## WORK TASK
Show each line of the records in which the word "wall" occurs.

═════ EXERCISE MATERIALS ═════

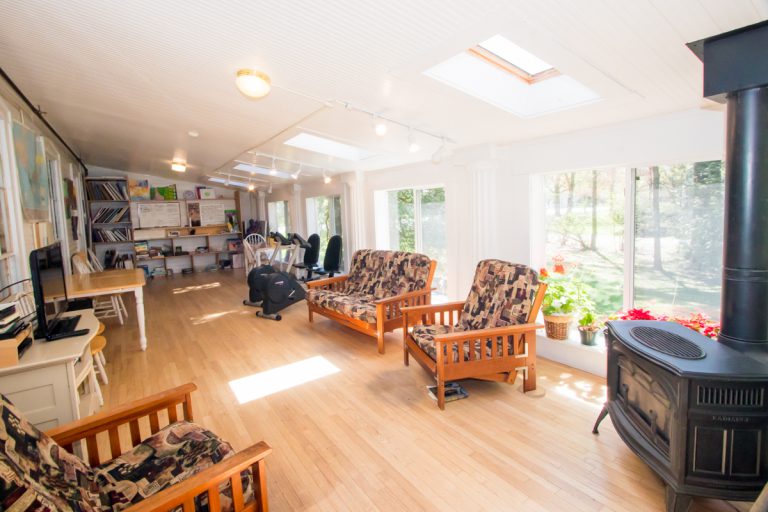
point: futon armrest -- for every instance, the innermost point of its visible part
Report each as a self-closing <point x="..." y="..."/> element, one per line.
<point x="208" y="481"/>
<point x="100" y="422"/>
<point x="328" y="282"/>
<point x="493" y="332"/>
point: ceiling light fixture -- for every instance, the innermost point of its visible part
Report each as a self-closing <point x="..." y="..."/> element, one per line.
<point x="379" y="126"/>
<point x="413" y="147"/>
<point x="252" y="83"/>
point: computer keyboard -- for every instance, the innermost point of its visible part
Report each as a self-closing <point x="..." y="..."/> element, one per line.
<point x="63" y="326"/>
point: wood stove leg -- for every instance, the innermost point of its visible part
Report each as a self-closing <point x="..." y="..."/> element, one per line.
<point x="677" y="502"/>
<point x="600" y="418"/>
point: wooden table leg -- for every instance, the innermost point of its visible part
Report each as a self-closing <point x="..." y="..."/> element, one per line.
<point x="139" y="293"/>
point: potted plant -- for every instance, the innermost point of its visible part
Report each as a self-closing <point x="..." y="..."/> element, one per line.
<point x="561" y="301"/>
<point x="588" y="327"/>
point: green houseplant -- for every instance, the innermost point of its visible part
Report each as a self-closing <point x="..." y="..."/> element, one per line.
<point x="588" y="326"/>
<point x="562" y="300"/>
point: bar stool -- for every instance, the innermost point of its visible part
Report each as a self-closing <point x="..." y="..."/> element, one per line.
<point x="97" y="346"/>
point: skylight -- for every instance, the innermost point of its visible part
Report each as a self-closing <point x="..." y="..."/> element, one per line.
<point x="513" y="54"/>
<point x="509" y="85"/>
<point x="328" y="147"/>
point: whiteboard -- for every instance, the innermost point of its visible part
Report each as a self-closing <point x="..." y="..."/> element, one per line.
<point x="212" y="214"/>
<point x="159" y="215"/>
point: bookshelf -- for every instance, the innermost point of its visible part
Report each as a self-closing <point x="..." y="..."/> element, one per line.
<point x="179" y="248"/>
<point x="109" y="217"/>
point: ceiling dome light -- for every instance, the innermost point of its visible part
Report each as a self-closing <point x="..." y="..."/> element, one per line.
<point x="379" y="126"/>
<point x="252" y="83"/>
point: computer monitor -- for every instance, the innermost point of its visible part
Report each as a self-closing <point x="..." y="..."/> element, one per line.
<point x="47" y="268"/>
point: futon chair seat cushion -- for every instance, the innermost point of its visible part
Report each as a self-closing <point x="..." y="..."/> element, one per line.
<point x="172" y="455"/>
<point x="360" y="307"/>
<point x="424" y="335"/>
<point x="36" y="474"/>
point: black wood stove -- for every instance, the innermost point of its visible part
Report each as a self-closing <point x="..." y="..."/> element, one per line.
<point x="692" y="408"/>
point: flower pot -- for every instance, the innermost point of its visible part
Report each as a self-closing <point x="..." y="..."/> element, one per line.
<point x="587" y="336"/>
<point x="557" y="326"/>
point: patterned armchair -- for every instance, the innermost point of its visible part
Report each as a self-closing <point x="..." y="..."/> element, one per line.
<point x="370" y="297"/>
<point x="490" y="336"/>
<point x="181" y="467"/>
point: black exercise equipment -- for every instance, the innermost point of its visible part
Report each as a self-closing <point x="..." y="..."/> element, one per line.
<point x="332" y="259"/>
<point x="273" y="289"/>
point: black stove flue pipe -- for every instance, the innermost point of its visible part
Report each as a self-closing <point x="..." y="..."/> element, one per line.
<point x="736" y="71"/>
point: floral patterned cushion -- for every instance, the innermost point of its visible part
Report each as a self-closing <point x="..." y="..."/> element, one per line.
<point x="354" y="306"/>
<point x="502" y="294"/>
<point x="36" y="474"/>
<point x="174" y="454"/>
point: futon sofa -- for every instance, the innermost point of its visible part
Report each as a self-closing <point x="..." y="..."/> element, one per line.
<point x="181" y="466"/>
<point x="370" y="296"/>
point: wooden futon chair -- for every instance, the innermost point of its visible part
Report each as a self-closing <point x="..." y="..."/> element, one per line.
<point x="181" y="467"/>
<point x="490" y="336"/>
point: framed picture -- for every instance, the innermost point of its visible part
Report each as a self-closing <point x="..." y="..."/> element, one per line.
<point x="207" y="193"/>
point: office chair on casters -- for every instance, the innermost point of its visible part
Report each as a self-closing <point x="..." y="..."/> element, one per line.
<point x="332" y="260"/>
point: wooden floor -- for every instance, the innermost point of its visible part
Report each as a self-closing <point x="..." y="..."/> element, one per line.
<point x="368" y="437"/>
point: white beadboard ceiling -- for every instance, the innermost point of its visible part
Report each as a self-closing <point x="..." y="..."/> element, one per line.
<point x="124" y="82"/>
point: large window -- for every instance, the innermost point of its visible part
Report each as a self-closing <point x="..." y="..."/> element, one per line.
<point x="679" y="237"/>
<point x="585" y="227"/>
<point x="416" y="223"/>
<point x="279" y="219"/>
<point x="672" y="229"/>
<point x="324" y="218"/>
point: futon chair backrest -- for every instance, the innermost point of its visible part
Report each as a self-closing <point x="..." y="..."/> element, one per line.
<point x="382" y="274"/>
<point x="38" y="474"/>
<point x="502" y="294"/>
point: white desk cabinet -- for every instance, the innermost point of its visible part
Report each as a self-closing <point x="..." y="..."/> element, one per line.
<point x="44" y="385"/>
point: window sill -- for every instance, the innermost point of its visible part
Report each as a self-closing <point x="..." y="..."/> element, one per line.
<point x="572" y="353"/>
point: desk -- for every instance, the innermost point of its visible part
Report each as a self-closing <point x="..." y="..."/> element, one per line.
<point x="45" y="382"/>
<point x="109" y="282"/>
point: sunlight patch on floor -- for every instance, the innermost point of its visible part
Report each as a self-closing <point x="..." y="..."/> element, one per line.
<point x="210" y="317"/>
<point x="278" y="379"/>
<point x="195" y="288"/>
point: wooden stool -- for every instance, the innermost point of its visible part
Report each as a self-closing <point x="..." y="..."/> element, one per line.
<point x="97" y="346"/>
<point x="99" y="332"/>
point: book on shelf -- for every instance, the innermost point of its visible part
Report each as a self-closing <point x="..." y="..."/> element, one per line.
<point x="453" y="391"/>
<point x="111" y="215"/>
<point x="107" y="191"/>
<point x="111" y="235"/>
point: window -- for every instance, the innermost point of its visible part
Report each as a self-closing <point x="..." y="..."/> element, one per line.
<point x="324" y="218"/>
<point x="279" y="219"/>
<point x="675" y="231"/>
<point x="585" y="226"/>
<point x="413" y="220"/>
<point x="679" y="238"/>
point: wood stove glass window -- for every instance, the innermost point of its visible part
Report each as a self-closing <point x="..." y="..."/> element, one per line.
<point x="678" y="238"/>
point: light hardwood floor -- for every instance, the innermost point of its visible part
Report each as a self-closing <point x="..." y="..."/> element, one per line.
<point x="368" y="437"/>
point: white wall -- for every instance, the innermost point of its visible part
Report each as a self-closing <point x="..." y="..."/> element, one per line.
<point x="493" y="208"/>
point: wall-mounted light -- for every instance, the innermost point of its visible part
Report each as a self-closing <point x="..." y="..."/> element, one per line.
<point x="252" y="83"/>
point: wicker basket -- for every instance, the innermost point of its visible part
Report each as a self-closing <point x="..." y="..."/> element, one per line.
<point x="557" y="326"/>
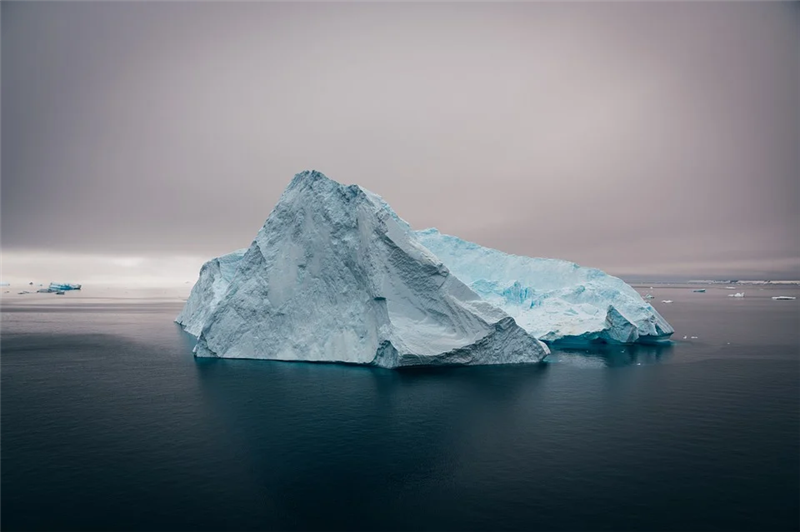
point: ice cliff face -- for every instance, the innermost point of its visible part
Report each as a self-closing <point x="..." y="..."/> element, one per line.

═════

## THE COMPLETED TASK
point: white wall -- for every instance, the innermost point of its visible part
point: wall-mounted light -- for every instance, the innermost point of its visible part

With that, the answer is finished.